### Texto da página:
★ ★ ★

Os eventuais prejuízos causados a estudantes universitários pelas frequentes mudanças que instituições de ensino superior realizam em suas grades curriculares voltaram a chamar a atenção dos membros da Câmara de Educação Superior, do Conselho Nacional de Educação (CNE).
Embora não constasse da pauta da reunião de trabalho que a câmara realizou ontem (10), o assunto foi apresentado pelo presidente do colegiado, o professor da Universidade de Brasília (UnB) Joaquim José Soares Neto.
“Colocamos o tema durante a reunião pública e alguns conselheiros se manifestaram, observando que, como [no ensino superior privado] estão ocorrendo muitas mudanças de mantenedoras [grupos econômicos responsáveis pelas instituições], os ajustes de matrizes podem ser decorrentes dessa movimentação, mas que é preciso observar todo um processo, pois isso não é algo simples de fazer”, disse Neto à Agência Brasil.
Responsável por deliberar sobre as diretrizes curriculares que o Ministério da Educação propõe para os cursos de graduação de todo o país, compete à Câmara de Educação Superior, entre outras coisas, analisar questões relativas à aplicação da legislação específica para o setor.

★ ★ ★

### Detalhes da tarefa:
Por favor, dê sequência ao texto sobre as mudanças nas grades curriculares do ensino superior a partir da última frase apresentada.

★ ★ ★

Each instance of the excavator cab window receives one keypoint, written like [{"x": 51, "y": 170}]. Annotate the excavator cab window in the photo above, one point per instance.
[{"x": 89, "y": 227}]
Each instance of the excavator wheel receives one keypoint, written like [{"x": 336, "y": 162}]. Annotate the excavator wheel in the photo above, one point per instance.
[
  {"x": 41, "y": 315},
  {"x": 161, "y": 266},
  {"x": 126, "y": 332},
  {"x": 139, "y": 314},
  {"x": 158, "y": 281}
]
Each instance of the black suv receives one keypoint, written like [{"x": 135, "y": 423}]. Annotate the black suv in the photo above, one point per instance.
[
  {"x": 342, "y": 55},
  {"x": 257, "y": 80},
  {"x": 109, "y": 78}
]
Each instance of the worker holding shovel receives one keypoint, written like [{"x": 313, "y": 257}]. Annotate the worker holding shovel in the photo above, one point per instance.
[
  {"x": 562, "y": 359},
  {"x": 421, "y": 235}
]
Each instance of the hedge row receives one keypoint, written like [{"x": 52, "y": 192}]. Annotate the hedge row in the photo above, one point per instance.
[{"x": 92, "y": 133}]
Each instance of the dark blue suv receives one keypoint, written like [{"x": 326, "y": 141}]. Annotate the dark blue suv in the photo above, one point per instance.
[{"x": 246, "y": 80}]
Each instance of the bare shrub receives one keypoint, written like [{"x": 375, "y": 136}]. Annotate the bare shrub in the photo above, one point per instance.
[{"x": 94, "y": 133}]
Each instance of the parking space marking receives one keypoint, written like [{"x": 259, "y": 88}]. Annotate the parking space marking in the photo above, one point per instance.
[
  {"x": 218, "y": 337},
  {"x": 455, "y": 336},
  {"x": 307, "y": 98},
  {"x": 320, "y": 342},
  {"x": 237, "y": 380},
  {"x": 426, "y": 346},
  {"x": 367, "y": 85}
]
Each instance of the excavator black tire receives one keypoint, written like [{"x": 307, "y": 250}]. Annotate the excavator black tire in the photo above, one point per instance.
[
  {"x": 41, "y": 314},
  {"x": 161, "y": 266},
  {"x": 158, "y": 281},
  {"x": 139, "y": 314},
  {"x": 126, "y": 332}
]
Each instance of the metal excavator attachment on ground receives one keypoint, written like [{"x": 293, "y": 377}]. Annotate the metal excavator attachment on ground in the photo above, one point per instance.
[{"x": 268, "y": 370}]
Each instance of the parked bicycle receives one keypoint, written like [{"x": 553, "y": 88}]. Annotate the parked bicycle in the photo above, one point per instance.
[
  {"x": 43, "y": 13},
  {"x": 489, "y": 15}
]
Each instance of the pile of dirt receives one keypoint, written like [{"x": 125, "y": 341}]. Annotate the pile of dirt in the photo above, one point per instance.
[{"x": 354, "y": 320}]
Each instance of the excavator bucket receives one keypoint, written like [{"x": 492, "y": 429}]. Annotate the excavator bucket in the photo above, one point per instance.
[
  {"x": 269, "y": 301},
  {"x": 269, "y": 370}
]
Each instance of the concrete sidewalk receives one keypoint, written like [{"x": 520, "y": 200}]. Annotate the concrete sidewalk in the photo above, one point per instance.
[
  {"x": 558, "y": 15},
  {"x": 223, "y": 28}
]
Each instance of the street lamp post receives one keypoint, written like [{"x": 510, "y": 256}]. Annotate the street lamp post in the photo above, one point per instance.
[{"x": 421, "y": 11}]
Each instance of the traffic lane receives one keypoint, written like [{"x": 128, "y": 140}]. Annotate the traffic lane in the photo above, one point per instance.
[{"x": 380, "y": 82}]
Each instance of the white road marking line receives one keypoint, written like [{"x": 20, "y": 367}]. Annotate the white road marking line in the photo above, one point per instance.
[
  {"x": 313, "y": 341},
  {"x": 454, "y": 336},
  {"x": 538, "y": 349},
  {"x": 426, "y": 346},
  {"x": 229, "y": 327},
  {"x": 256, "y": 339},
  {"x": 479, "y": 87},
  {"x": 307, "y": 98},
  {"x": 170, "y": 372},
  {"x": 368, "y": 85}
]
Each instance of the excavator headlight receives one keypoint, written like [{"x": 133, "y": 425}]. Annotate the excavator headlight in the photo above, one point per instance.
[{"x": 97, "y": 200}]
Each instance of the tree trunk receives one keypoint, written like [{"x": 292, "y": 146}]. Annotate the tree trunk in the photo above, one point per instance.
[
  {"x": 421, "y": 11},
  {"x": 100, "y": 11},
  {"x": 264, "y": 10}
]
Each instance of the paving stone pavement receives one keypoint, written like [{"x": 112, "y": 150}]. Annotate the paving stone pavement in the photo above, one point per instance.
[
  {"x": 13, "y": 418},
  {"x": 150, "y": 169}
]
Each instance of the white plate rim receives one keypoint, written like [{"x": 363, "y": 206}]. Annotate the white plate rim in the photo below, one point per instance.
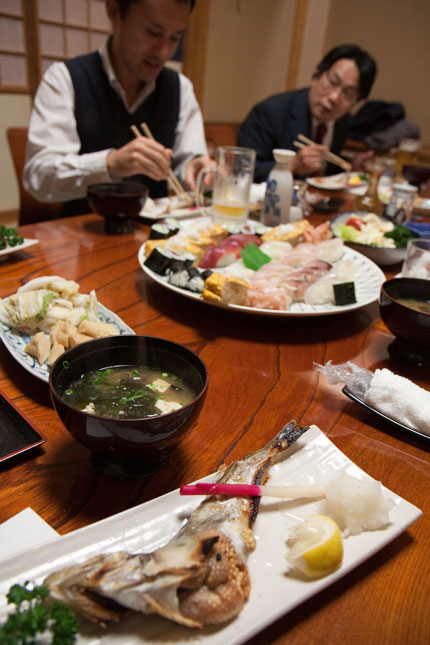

★ ★ ★

### Resposta escrita:
“O Conselho Nacional de Educação deve estar atento às questões que estão acontecendo na educação, mas não é seu papel monitorar as instituições. De qualquer forma, a questão está colocada. Há uma notícia [sobre eventuais prejuízos aos universitários]. Cabe aos sistemas de supervisão e avaliação do Poder Executivo verificar se há necessidade de aperfeiçoamento das normas. Caso seja identificada a necessidade de mudanças, é preciso que se apresente ao Poder Públicos elementos fáticos que a justifiquem, pois a mudança de uma norma exige todo um procedimento legal”, disse Neto.
Reclamações
Em março, a Agência Brasil publicou matéria ouvindo estudantes de diferentes faculdades, universidades e centros acadêmicos do país que reclamavam de prejuízos causados por mudanças na matriz curricular de cursos que já frequentavam.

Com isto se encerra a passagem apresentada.